> [GOAL] Convert the records below into a JSON list of strings with one string per line. Skip the blank lines and leave the pictures out.

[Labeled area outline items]
◆ ◆ ◆
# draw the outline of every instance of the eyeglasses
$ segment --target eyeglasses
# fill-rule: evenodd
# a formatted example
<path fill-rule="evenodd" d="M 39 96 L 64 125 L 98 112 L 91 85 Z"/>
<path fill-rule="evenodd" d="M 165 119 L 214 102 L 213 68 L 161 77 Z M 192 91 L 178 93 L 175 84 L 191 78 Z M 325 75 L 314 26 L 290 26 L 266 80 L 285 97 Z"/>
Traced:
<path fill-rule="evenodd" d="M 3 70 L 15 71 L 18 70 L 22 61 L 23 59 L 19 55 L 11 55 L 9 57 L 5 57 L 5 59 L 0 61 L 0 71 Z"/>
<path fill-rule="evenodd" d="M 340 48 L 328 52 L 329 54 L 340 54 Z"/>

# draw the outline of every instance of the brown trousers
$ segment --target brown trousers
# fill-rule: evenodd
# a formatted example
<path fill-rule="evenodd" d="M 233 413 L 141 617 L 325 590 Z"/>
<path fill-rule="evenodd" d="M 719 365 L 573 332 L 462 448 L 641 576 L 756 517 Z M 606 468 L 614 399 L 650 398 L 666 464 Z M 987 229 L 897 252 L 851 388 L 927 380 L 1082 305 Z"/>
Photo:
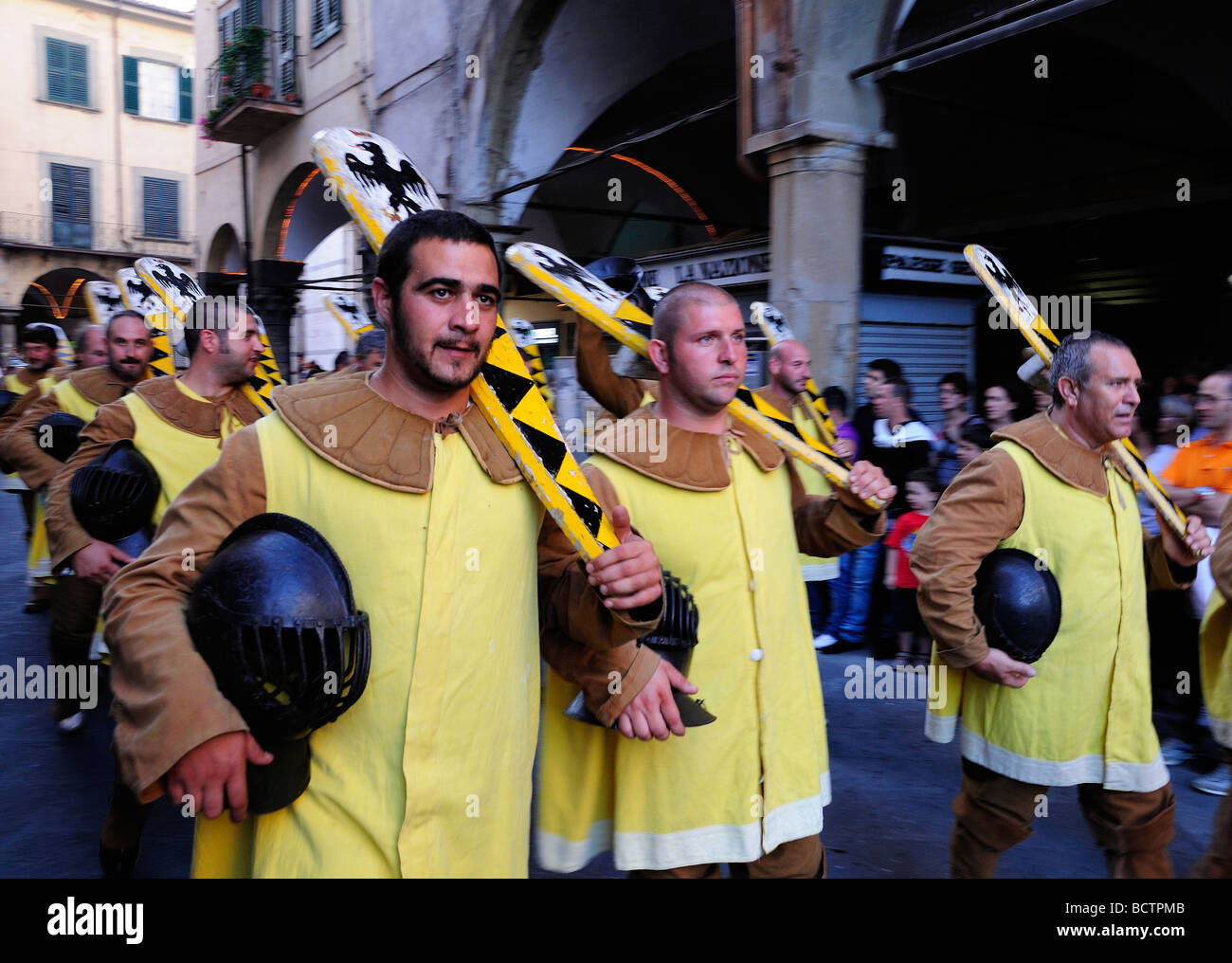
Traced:
<path fill-rule="evenodd" d="M 962 788 L 954 799 L 950 876 L 991 879 L 1007 850 L 1031 835 L 1037 797 L 1047 786 L 1011 780 L 962 760 Z M 1078 803 L 1114 879 L 1168 879 L 1168 844 L 1174 830 L 1172 786 L 1145 793 L 1117 792 L 1084 783 Z"/>
<path fill-rule="evenodd" d="M 731 863 L 732 879 L 825 878 L 825 847 L 821 836 L 806 836 L 775 846 L 750 863 Z M 722 879 L 718 863 L 678 866 L 674 869 L 633 869 L 630 879 Z"/>
<path fill-rule="evenodd" d="M 101 585 L 76 575 L 57 578 L 52 596 L 52 626 L 47 633 L 54 665 L 90 664 L 90 639 L 94 638 L 101 603 Z M 57 699 L 55 718 L 67 719 L 79 708 L 76 702 Z"/>
<path fill-rule="evenodd" d="M 1223 761 L 1232 766 L 1232 749 L 1223 750 Z M 1215 810 L 1210 846 L 1190 873 L 1199 879 L 1232 879 L 1232 793 Z"/>

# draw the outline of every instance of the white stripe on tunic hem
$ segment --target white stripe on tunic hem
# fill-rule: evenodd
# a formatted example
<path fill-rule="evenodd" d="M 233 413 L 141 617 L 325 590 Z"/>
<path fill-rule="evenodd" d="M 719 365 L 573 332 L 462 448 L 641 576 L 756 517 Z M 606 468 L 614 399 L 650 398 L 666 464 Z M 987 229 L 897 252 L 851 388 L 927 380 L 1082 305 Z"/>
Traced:
<path fill-rule="evenodd" d="M 616 868 L 674 869 L 707 863 L 749 863 L 791 840 L 822 831 L 822 808 L 830 802 L 830 773 L 818 780 L 819 792 L 776 807 L 763 820 L 744 825 L 721 824 L 679 832 L 612 832 L 612 821 L 590 825 L 586 839 L 567 840 L 536 830 L 538 864 L 553 873 L 574 873 L 606 850 Z"/>
<path fill-rule="evenodd" d="M 1034 786 L 1095 783 L 1105 789 L 1145 793 L 1168 784 L 1168 767 L 1158 752 L 1151 762 L 1105 764 L 1098 752 L 1061 762 L 1031 759 L 993 745 L 966 725 L 960 736 L 960 751 L 971 762 Z"/>

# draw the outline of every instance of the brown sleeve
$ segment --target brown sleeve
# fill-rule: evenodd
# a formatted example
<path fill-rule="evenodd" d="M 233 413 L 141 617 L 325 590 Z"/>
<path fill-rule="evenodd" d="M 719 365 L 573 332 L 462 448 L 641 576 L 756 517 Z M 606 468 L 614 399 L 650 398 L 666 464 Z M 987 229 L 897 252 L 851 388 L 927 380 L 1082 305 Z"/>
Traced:
<path fill-rule="evenodd" d="M 26 394 L 34 395 L 34 399 L 25 406 L 0 445 L 5 461 L 21 475 L 21 480 L 32 491 L 38 491 L 63 467 L 39 446 L 37 432 L 38 422 L 59 411 L 60 405 L 53 392 L 39 395 L 37 388 L 31 388 Z"/>
<path fill-rule="evenodd" d="M 103 594 L 116 756 L 143 802 L 161 794 L 163 777 L 188 750 L 248 729 L 193 648 L 184 603 L 219 543 L 265 504 L 260 442 L 255 429 L 241 429 L 171 502 L 153 544 Z"/>
<path fill-rule="evenodd" d="M 1225 598 L 1232 598 L 1232 499 L 1220 518 L 1220 537 L 1211 553 L 1211 578 Z"/>
<path fill-rule="evenodd" d="M 785 464 L 791 478 L 796 543 L 806 555 L 841 555 L 871 546 L 886 533 L 886 512 L 862 515 L 848 509 L 838 495 L 808 495 L 790 457 Z"/>
<path fill-rule="evenodd" d="M 4 379 L 0 378 L 0 388 L 4 388 Z M 14 469 L 9 464 L 9 459 L 5 457 L 5 436 L 17 424 L 20 419 L 30 405 L 34 404 L 39 399 L 38 389 L 26 392 L 21 398 L 12 403 L 12 408 L 0 415 L 0 474 L 10 474 Z"/>
<path fill-rule="evenodd" d="M 604 332 L 585 319 L 578 321 L 578 383 L 616 417 L 639 409 L 646 393 L 639 381 L 622 378 L 612 371 Z"/>
<path fill-rule="evenodd" d="M 1023 477 L 1013 457 L 992 449 L 950 483 L 915 536 L 910 565 L 920 580 L 920 616 L 951 669 L 988 655 L 972 596 L 976 570 L 1021 523 Z"/>
<path fill-rule="evenodd" d="M 52 571 L 71 563 L 73 555 L 94 539 L 73 515 L 69 489 L 79 468 L 103 454 L 113 442 L 132 438 L 137 426 L 123 401 L 112 401 L 95 413 L 94 421 L 81 429 L 81 443 L 73 457 L 47 485 L 47 542 L 52 550 Z"/>
<path fill-rule="evenodd" d="M 583 472 L 610 516 L 620 504 L 616 490 L 593 465 L 583 465 Z M 580 686 L 586 707 L 611 725 L 658 667 L 659 656 L 638 645 L 637 639 L 658 624 L 662 598 L 632 612 L 604 606 L 573 546 L 556 522 L 545 518 L 540 533 L 540 606 L 543 659 L 562 679 Z"/>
◆ ◆ ◆
> [EXERCISE OUTPUT]
[
  "# draw the outline of every instance of the eyeglasses",
  "$ segment --target eyeglasses",
  "# fill-rule: evenodd",
  "# a formatted example",
  "<path fill-rule=\"evenodd\" d=\"M 39 96 L 64 125 L 98 112 L 91 85 Z\"/>",
  "<path fill-rule=\"evenodd\" d=\"M 165 119 L 214 102 L 213 68 L 161 77 Z M 192 91 L 178 93 L 175 84 L 191 78 Z M 325 75 L 314 26 L 290 26 L 266 80 L 285 97 Z\"/>",
  "Traced:",
  "<path fill-rule=\"evenodd\" d=\"M 3 70 L 15 71 L 18 70 L 22 61 L 23 59 L 19 55 L 11 55 L 9 57 L 5 57 L 5 59 L 0 61 L 0 71 Z\"/>",
  "<path fill-rule=\"evenodd\" d=\"M 340 48 L 328 52 L 329 54 L 340 54 Z\"/>",
  "# draw the outline of every instance of the brown trousers",
  "$ segment --target brown trousers",
  "# fill-rule: evenodd",
  "# a formatted example",
  "<path fill-rule=\"evenodd\" d=\"M 233 413 L 141 617 L 325 590 Z\"/>",
  "<path fill-rule=\"evenodd\" d=\"M 719 365 L 573 332 L 462 448 L 641 576 L 756 517 Z M 606 468 L 614 399 L 650 398 L 666 464 Z M 987 229 L 897 252 L 851 388 L 927 380 L 1082 305 Z\"/>",
  "Photo:",
  "Traced:",
  "<path fill-rule=\"evenodd\" d=\"M 962 788 L 954 799 L 950 876 L 991 879 L 1007 850 L 1031 835 L 1037 797 L 1047 786 L 1011 780 L 962 760 Z M 1078 803 L 1114 879 L 1168 879 L 1168 844 L 1174 830 L 1172 786 L 1145 793 L 1117 792 L 1084 783 Z\"/>",
  "<path fill-rule=\"evenodd\" d=\"M 731 863 L 732 879 L 825 878 L 825 847 L 821 836 L 806 836 L 775 846 L 750 863 Z M 722 879 L 718 863 L 678 866 L 674 869 L 633 869 L 630 879 Z\"/>",
  "<path fill-rule=\"evenodd\" d=\"M 101 585 L 76 575 L 57 578 L 52 596 L 52 626 L 47 633 L 54 665 L 90 664 L 90 639 L 94 638 L 101 603 Z M 57 699 L 55 718 L 67 719 L 79 708 L 76 702 Z\"/>",
  "<path fill-rule=\"evenodd\" d=\"M 1223 761 L 1232 766 L 1232 749 L 1223 750 Z M 1215 810 L 1210 846 L 1190 873 L 1199 879 L 1232 879 L 1232 793 Z\"/>",
  "# draw the outline of every instance of the white stripe on tunic hem",
  "$ segment --target white stripe on tunic hem",
  "# fill-rule: evenodd",
  "# a formatted example",
  "<path fill-rule=\"evenodd\" d=\"M 233 413 L 141 617 L 325 590 Z\"/>",
  "<path fill-rule=\"evenodd\" d=\"M 719 365 L 573 332 L 462 448 L 641 576 L 756 517 Z M 606 468 L 614 399 L 650 398 L 666 464 Z M 987 229 L 897 252 L 851 388 L 927 380 L 1082 305 Z\"/>",
  "Traced:",
  "<path fill-rule=\"evenodd\" d=\"M 616 868 L 674 869 L 707 863 L 749 863 L 791 840 L 822 831 L 822 808 L 830 802 L 830 773 L 818 780 L 819 792 L 776 807 L 763 820 L 744 825 L 721 824 L 679 832 L 612 832 L 612 821 L 590 825 L 586 839 L 567 840 L 536 830 L 538 864 L 553 873 L 574 873 L 606 850 Z\"/>",
  "<path fill-rule=\"evenodd\" d=\"M 1034 786 L 1095 783 L 1105 789 L 1145 793 L 1168 784 L 1168 767 L 1158 752 L 1151 762 L 1105 764 L 1098 752 L 1061 762 L 1031 759 L 993 745 L 966 725 L 960 736 L 960 751 L 971 762 Z\"/>",
  "# draw the outline of every instance of the brown sleeve",
  "$ segment --target brown sleeve",
  "# fill-rule: evenodd",
  "# a formatted example",
  "<path fill-rule=\"evenodd\" d=\"M 233 413 L 141 617 L 325 590 Z\"/>",
  "<path fill-rule=\"evenodd\" d=\"M 719 365 L 573 332 L 462 448 L 641 576 L 756 517 Z M 606 468 L 614 399 L 650 398 L 666 464 Z M 987 229 L 897 252 L 851 388 L 927 380 L 1082 305 Z\"/>",
  "Traced:",
  "<path fill-rule=\"evenodd\" d=\"M 26 394 L 34 395 L 34 399 L 25 406 L 0 445 L 5 461 L 21 475 L 21 480 L 32 491 L 38 491 L 63 467 L 39 446 L 37 432 L 38 422 L 59 411 L 60 405 L 53 392 L 39 395 L 37 388 L 31 388 Z\"/>",
  "<path fill-rule=\"evenodd\" d=\"M 103 594 L 116 756 L 143 802 L 161 794 L 163 777 L 188 750 L 248 729 L 193 648 L 184 603 L 219 543 L 265 504 L 260 442 L 255 429 L 241 429 L 171 502 L 153 544 Z\"/>",
  "<path fill-rule=\"evenodd\" d=\"M 1225 598 L 1232 598 L 1232 499 L 1220 518 L 1220 537 L 1211 553 L 1211 578 Z\"/>",
  "<path fill-rule=\"evenodd\" d=\"M 785 464 L 791 478 L 796 543 L 806 555 L 841 555 L 871 546 L 886 533 L 886 512 L 862 515 L 848 509 L 838 495 L 808 495 L 790 457 Z\"/>",
  "<path fill-rule=\"evenodd\" d=\"M 4 379 L 0 378 L 0 388 L 4 388 Z M 14 469 L 9 464 L 9 459 L 5 457 L 5 436 L 17 424 L 20 419 L 30 405 L 34 404 L 39 399 L 38 389 L 26 392 L 21 398 L 12 403 L 12 408 L 0 415 L 0 474 L 10 474 Z\"/>",
  "<path fill-rule=\"evenodd\" d=\"M 604 332 L 585 319 L 578 321 L 578 383 L 616 417 L 639 409 L 646 393 L 639 381 L 622 378 L 612 371 Z\"/>",
  "<path fill-rule=\"evenodd\" d=\"M 1023 477 L 1013 457 L 992 449 L 950 483 L 915 536 L 910 565 L 920 580 L 920 616 L 951 669 L 988 655 L 972 596 L 976 570 L 1021 523 Z\"/>",
  "<path fill-rule=\"evenodd\" d=\"M 52 571 L 71 563 L 73 555 L 94 539 L 73 515 L 69 489 L 79 468 L 103 454 L 113 442 L 132 438 L 137 426 L 123 401 L 112 401 L 95 413 L 94 421 L 81 429 L 81 443 L 73 457 L 47 485 L 47 542 L 52 550 Z\"/>",
  "<path fill-rule=\"evenodd\" d=\"M 583 472 L 610 516 L 620 504 L 616 490 L 593 465 L 583 465 Z M 580 686 L 586 707 L 611 725 L 658 667 L 659 656 L 638 645 L 637 639 L 658 624 L 662 598 L 632 612 L 604 606 L 573 546 L 556 522 L 545 518 L 540 533 L 540 606 L 543 659 L 562 679 Z\"/>"
]